### EXERCISE GOAL:
Type out every line below exactly as it reads.

— start —

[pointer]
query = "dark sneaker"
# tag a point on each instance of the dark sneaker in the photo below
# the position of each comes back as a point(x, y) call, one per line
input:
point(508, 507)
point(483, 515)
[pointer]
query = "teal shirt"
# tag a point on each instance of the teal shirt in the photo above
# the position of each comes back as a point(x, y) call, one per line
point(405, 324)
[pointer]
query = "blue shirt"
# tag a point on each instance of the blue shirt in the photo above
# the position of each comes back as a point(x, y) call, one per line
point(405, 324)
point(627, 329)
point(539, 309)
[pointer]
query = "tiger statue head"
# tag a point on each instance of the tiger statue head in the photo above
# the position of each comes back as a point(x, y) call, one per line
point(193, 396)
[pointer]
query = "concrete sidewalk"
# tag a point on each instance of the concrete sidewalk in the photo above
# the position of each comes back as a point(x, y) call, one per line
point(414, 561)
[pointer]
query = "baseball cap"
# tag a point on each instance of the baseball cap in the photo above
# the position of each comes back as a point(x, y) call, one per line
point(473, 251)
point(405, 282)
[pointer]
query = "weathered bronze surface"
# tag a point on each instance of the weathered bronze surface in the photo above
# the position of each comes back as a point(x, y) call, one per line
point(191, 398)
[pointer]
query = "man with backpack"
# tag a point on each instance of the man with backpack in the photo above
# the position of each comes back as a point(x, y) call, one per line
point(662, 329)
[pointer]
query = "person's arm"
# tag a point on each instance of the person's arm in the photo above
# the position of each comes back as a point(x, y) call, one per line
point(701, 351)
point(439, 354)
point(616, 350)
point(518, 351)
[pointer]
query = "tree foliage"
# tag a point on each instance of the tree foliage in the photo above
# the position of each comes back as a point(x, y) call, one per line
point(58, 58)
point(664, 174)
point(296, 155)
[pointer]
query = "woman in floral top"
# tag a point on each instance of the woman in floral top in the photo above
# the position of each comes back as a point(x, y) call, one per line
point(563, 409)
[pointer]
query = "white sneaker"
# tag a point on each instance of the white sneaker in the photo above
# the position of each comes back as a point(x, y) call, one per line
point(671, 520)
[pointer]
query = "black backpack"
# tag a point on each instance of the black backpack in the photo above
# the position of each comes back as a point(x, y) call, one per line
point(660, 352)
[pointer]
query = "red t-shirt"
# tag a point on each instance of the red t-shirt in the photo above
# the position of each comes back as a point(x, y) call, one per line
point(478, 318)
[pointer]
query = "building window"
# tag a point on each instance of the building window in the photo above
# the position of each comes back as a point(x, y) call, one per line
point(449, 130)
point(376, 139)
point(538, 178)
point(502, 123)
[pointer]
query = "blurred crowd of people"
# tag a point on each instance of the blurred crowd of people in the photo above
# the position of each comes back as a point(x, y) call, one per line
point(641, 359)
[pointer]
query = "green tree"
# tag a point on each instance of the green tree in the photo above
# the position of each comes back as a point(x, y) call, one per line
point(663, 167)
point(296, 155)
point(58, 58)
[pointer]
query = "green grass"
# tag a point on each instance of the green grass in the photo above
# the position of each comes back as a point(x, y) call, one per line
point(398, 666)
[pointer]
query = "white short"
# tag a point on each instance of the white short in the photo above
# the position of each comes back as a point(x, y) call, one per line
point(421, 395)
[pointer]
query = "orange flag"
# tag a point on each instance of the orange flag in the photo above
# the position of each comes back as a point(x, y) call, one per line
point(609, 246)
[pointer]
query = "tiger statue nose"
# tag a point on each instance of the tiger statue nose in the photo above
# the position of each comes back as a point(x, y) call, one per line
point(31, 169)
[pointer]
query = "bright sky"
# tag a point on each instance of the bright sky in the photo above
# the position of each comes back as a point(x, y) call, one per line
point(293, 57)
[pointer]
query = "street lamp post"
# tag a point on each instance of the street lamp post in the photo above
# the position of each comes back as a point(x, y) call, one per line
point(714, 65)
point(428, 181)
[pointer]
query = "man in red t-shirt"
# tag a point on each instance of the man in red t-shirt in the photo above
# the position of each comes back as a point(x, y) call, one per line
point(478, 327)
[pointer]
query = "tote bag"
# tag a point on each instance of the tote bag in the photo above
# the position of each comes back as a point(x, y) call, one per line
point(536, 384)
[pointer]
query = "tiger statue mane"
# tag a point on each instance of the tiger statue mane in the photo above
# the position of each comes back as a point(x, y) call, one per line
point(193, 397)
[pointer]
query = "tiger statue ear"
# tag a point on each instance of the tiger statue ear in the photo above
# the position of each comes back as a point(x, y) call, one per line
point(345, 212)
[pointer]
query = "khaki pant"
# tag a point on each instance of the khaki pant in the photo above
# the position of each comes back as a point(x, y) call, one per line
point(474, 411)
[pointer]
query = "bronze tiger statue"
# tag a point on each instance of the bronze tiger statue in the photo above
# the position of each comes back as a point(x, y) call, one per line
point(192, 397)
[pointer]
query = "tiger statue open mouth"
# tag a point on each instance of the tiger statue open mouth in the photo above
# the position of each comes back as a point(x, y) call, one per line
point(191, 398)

— end —

### ANSWER TO THE TASK:
[pointer]
query = "dark sneaker"
# tag a point on each instance of the dark sneaker in the photo below
# the position of each comes back as a point(x, y) call, one per line
input:
point(508, 507)
point(483, 515)
[pointer]
query = "teal shirt"
# tag a point on each instance of the teal shirt in the photo above
# the position of each comes back as a point(x, y) call, one per line
point(405, 324)
[pointer]
query = "blue shirt"
# tag a point on each instance of the blue shirt in the photo above
# the position of each comes back as a point(x, y) call, one per line
point(405, 324)
point(627, 329)
point(539, 309)
[pointer]
query = "tiger statue head"
# tag a point on each instance of the tiger statue head in the photo above
# the position of each comes back as a point(x, y) call, one per line
point(193, 396)
[pointer]
query = "concrete sidewalk"
# tag a point on each instance of the concrete sidewalk in the photo above
# the position of each comes back as a point(x, y) call, one per line
point(414, 561)
[pointer]
query = "baseball cap"
# tag a point on each instance of the baseball cap in the photo above
# the position of each comes back as a point(x, y) call, one per line
point(473, 251)
point(405, 282)
[pointer]
query = "weathered bronze surface"
# tag a point on each instance of the weathered bronze surface in the photo above
# the position of each comes back as a point(x, y) call, one per line
point(191, 398)
[pointer]
query = "man with backpack"
# tag a point on each instance of the man with backpack in the photo above
# the position of each comes back as a point(x, y) call, one per line
point(662, 329)
[pointer]
query = "person's arm"
# tag a point on each instance of the person's arm in the photo above
# the position of each comes back as a point(x, y) call, one per line
point(701, 351)
point(439, 354)
point(616, 350)
point(518, 351)
[pointer]
query = "tree foliage"
# tag a point on each instance of the tree foliage in the photo above
# the position of each comes back as a point(x, y) call, one per line
point(58, 58)
point(664, 174)
point(296, 155)
[pointer]
query = "woman in floral top"
# tag a point on each instance of the woman in floral top in the photo above
# the position of each comes back as a point(x, y) call, one per line
point(563, 409)
[pointer]
query = "white sneaker"
# tag a point on each instance of the white sneaker in the photo above
# the position of each comes back as a point(x, y) call, one per line
point(671, 520)
[pointer]
query = "black backpack"
# tag a point on each instance of the black backpack in the photo above
# the position of each comes back as a point(x, y) call, one per line
point(660, 352)
[pointer]
query = "red t-shirt"
# tag a point on each instance of the red t-shirt in the photo above
# the position of each comes back as a point(x, y) call, one per line
point(478, 318)
[pointer]
query = "building window"
# tag a point on each instance of the building window in the photo above
# the position of each comes back as a point(x, y) call, one per line
point(449, 130)
point(376, 139)
point(538, 178)
point(502, 123)
[pointer]
query = "blurred crowd of people"
# tag a point on each instance of the blurred crowd of people in the photo above
# the position of each comes back as a point(x, y) call, one per line
point(641, 359)
[pointer]
query = "green tree"
# tag a point on each instance of the green tree in the photo above
# the position of each comes back as a point(x, y) call, one per line
point(663, 167)
point(296, 155)
point(58, 58)
[pointer]
query = "green grass"
# tag a point on each instance of the green grass in the photo above
# the position of each comes back as a point(x, y) call, one per line
point(398, 666)
[pointer]
query = "white short"
# tag a point on each instance of the white short in the photo above
# the position of each comes back as a point(x, y) call, one per line
point(421, 395)
[pointer]
query = "orange flag"
# tag a point on each instance of the orange flag in the photo above
# the position of each comes back as a point(x, y) call, one per line
point(609, 246)
[pointer]
query = "tiger statue nose"
# tag a point on each instance of the tiger statue nose in the photo above
# the position of each comes back as a point(x, y) call, one per line
point(31, 169)
[pointer]
query = "bright sky"
# tag a point on each instance of the bright sky in the photo above
# the position of each comes back as a point(x, y) call, one per line
point(293, 57)
[pointer]
query = "street lamp post"
# tag a point on each instance of the street lamp post in the photo above
# the position of each comes back as a point(x, y) call, one per line
point(714, 65)
point(428, 181)
[pointer]
query = "man in red t-shirt"
# tag a point on each instance of the man in red t-shirt in the photo above
# the position of each comes back as a point(x, y) call, one per line
point(478, 327)
[pointer]
query = "tote bag"
# tag a point on each instance of the tote bag in the photo above
# the position of each comes back as a point(x, y) call, one per line
point(536, 384)
[pointer]
query = "tiger statue mane"
# tag a point on each instance of the tiger statue mane in the photo above
# the position of each comes back as a point(x, y) call, one per line
point(193, 397)
[pointer]
query = "tiger statue ear"
# tag a point on each instance of the tiger statue ear in the photo above
# the position of each comes back as a point(x, y) call, one per line
point(345, 212)
[pointer]
query = "khaki pant"
# tag a point on each instance of the khaki pant in the photo above
# the position of each comes back as a point(x, y) call, one per line
point(474, 411)
[pointer]
query = "bronze tiger statue"
# tag a point on each instance of the bronze tiger statue in the photo above
# the position of each comes back as a point(x, y) call, one per line
point(192, 397)
[pointer]
query = "tiger statue open mouth"
# tag a point on each instance of the tiger statue open mouth in the photo above
# the position of each comes back as a point(x, y) call, one per line
point(191, 398)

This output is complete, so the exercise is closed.